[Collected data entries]
--- START ---

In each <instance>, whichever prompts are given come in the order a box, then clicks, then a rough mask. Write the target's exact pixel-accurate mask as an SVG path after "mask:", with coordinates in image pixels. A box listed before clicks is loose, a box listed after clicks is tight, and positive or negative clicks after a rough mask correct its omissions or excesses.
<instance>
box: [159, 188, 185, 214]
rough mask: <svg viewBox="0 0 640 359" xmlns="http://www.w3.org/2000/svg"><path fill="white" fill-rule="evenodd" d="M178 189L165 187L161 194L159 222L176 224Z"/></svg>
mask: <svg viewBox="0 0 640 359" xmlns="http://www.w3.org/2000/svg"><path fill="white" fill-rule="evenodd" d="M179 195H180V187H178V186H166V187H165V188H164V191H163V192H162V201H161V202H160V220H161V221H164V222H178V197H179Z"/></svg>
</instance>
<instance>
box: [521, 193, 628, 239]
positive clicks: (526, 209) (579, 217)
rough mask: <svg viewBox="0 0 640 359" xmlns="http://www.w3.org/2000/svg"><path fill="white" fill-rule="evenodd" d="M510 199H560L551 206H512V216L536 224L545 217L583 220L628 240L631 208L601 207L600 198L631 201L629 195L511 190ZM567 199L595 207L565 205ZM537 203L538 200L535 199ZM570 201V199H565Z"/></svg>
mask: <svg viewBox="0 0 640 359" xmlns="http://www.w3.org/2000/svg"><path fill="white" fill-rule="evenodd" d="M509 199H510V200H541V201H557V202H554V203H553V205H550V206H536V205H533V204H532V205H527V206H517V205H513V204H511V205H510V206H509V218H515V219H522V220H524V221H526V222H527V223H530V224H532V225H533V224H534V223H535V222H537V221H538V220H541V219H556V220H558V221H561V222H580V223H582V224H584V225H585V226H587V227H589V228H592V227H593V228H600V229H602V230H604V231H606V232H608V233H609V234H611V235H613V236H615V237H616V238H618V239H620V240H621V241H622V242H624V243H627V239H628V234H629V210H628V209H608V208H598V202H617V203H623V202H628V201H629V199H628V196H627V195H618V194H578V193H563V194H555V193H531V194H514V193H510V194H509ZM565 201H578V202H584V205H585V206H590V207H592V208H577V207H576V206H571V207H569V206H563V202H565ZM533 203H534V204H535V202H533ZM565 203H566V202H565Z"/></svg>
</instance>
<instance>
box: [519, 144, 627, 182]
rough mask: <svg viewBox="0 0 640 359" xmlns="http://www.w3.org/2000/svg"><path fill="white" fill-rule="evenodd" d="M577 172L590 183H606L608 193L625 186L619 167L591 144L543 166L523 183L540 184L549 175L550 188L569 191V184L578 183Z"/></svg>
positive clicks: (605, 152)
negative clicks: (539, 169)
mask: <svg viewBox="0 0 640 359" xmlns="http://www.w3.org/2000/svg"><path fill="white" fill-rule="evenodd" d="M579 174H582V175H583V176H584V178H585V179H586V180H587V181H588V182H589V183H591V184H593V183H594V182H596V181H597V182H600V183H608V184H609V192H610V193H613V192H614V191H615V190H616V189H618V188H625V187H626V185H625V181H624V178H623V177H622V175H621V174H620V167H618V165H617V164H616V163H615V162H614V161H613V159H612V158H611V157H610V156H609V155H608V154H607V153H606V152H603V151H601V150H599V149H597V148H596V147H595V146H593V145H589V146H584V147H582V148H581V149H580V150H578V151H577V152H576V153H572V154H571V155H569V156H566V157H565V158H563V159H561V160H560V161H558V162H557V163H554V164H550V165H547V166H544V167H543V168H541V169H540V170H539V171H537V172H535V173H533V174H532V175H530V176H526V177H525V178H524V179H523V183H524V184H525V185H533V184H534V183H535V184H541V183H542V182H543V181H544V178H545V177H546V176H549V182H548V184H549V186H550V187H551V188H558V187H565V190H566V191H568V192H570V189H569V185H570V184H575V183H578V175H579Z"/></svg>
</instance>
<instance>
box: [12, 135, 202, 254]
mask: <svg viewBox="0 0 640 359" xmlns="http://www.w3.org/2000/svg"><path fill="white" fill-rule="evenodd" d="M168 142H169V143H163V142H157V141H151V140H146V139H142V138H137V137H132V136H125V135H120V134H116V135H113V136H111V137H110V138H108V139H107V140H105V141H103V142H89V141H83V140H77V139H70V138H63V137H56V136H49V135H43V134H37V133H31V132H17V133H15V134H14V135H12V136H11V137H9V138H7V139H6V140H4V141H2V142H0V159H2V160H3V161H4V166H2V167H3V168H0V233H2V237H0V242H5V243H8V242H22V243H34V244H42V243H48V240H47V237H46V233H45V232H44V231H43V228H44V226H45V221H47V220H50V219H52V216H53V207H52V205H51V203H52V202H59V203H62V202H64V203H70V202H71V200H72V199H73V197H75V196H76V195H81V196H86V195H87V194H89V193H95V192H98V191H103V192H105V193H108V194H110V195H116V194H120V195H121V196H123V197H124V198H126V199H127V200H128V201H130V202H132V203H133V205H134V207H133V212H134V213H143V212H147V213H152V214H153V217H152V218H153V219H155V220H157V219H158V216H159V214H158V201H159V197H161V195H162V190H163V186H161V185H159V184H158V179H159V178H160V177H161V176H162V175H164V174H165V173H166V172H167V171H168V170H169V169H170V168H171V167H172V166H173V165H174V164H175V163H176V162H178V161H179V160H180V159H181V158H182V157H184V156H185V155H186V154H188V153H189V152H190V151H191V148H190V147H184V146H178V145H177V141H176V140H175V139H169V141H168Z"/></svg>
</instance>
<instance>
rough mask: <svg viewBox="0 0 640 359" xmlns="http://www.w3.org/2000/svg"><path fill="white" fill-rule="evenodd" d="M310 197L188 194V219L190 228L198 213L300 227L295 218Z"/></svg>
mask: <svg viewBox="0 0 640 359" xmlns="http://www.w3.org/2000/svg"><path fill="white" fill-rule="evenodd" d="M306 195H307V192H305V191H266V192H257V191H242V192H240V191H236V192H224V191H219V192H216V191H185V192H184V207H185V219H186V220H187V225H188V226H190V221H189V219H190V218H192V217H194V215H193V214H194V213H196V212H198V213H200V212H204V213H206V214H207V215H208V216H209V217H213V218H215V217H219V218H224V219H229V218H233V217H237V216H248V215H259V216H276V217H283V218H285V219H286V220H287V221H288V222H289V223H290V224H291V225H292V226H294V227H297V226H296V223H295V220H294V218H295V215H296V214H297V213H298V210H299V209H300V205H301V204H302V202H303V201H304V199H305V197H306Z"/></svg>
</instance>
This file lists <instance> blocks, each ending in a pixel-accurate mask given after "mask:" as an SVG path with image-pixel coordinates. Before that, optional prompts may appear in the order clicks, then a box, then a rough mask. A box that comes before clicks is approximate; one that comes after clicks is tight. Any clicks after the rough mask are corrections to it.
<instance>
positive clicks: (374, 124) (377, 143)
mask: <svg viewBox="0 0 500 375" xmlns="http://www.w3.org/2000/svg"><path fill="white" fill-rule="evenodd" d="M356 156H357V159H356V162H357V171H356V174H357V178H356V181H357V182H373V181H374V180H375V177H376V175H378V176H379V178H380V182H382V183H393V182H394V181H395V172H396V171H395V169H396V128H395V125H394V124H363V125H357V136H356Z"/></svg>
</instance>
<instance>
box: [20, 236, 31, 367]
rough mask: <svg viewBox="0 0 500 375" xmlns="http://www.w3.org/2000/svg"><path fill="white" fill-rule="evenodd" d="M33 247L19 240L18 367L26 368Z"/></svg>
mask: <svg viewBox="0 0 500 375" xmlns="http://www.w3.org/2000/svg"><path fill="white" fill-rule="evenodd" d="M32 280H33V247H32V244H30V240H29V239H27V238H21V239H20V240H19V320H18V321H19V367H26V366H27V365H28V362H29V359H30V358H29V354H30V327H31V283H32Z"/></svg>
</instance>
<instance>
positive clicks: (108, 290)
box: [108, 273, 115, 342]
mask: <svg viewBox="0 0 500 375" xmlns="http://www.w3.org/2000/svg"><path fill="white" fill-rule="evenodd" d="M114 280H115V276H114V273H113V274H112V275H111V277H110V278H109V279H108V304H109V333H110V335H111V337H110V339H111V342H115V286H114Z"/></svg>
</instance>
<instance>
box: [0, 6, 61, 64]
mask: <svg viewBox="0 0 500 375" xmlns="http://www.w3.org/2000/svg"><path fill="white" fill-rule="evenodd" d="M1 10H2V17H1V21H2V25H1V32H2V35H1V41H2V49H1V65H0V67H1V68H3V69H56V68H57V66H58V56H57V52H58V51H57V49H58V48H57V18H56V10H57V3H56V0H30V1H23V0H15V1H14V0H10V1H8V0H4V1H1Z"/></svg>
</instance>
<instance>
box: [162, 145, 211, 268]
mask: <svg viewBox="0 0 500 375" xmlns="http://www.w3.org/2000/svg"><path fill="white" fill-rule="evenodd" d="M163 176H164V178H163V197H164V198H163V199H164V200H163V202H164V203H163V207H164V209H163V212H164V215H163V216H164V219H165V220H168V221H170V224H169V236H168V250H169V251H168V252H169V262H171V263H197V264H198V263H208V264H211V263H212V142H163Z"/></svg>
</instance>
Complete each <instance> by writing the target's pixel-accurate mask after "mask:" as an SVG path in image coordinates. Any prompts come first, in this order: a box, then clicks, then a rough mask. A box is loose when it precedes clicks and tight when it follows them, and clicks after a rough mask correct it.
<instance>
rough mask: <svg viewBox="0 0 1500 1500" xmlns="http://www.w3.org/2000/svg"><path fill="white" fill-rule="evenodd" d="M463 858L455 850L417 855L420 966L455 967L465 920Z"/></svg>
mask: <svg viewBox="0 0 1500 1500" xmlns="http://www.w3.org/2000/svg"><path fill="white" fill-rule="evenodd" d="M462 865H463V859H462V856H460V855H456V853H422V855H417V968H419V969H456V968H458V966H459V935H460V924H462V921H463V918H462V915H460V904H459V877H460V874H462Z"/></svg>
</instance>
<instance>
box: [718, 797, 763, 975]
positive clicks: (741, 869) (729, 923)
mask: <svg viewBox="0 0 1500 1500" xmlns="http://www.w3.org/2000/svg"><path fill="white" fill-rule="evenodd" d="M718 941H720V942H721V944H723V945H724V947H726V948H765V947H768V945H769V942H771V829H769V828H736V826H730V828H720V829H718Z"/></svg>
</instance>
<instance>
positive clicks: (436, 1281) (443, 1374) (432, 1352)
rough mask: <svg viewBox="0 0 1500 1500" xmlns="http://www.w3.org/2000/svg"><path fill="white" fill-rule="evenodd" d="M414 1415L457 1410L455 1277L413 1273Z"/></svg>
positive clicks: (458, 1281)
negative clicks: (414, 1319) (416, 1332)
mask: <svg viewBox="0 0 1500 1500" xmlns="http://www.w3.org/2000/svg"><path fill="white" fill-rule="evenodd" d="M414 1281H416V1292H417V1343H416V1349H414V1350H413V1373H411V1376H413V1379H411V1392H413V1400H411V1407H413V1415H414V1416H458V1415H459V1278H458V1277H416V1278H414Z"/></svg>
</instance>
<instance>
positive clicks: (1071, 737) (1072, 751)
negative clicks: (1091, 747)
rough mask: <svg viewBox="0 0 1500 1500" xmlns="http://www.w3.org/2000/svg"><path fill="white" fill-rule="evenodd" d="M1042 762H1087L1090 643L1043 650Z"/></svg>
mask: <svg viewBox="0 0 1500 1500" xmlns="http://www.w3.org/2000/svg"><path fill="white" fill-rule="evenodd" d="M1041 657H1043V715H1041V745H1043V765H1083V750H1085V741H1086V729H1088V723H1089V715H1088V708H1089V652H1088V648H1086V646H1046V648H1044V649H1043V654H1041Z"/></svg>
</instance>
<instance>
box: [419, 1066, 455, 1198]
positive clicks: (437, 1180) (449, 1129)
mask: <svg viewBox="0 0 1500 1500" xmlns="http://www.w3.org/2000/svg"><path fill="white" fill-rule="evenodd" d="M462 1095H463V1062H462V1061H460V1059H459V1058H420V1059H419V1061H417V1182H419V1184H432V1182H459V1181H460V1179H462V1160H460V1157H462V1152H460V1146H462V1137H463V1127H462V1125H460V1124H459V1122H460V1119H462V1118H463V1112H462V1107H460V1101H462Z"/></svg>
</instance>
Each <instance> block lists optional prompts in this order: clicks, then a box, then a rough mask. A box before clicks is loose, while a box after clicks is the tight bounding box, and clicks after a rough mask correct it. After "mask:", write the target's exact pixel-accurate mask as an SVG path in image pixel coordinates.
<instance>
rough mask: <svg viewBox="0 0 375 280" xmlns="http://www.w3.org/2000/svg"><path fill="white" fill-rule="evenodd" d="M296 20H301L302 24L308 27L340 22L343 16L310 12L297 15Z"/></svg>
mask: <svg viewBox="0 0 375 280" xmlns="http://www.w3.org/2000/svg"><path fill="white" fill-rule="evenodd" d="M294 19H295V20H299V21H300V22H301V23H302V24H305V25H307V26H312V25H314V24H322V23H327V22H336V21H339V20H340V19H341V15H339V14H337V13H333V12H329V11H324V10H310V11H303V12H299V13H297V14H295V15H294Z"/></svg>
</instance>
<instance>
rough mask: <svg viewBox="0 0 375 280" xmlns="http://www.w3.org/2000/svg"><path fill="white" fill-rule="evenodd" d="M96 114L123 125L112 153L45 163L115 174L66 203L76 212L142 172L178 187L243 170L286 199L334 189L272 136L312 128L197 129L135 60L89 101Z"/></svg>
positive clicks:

--- END ---

EXERCISE AIM: Rewrite the records from the start through the line containing "189L165 187L161 194L159", replacing "rough mask" with "coarse mask" and leaving everything else unchanged.

ANSWER BELOW:
In each <instance>, whichever prompts are given come in the order a box, then clicks, then a coarse mask. Write the target's exact pixel-accurate mask as an SVG path after "mask:", with coordinates in image pixels. A box listed before clicks is loose, a box listed after clicks is tight, and positive or negative clicks after a coarse mask correct its omissions or excesses.
<instance>
box: [159, 188, 185, 214]
coarse mask: <svg viewBox="0 0 640 359" xmlns="http://www.w3.org/2000/svg"><path fill="white" fill-rule="evenodd" d="M178 189L165 187L161 194L159 222L176 224Z"/></svg>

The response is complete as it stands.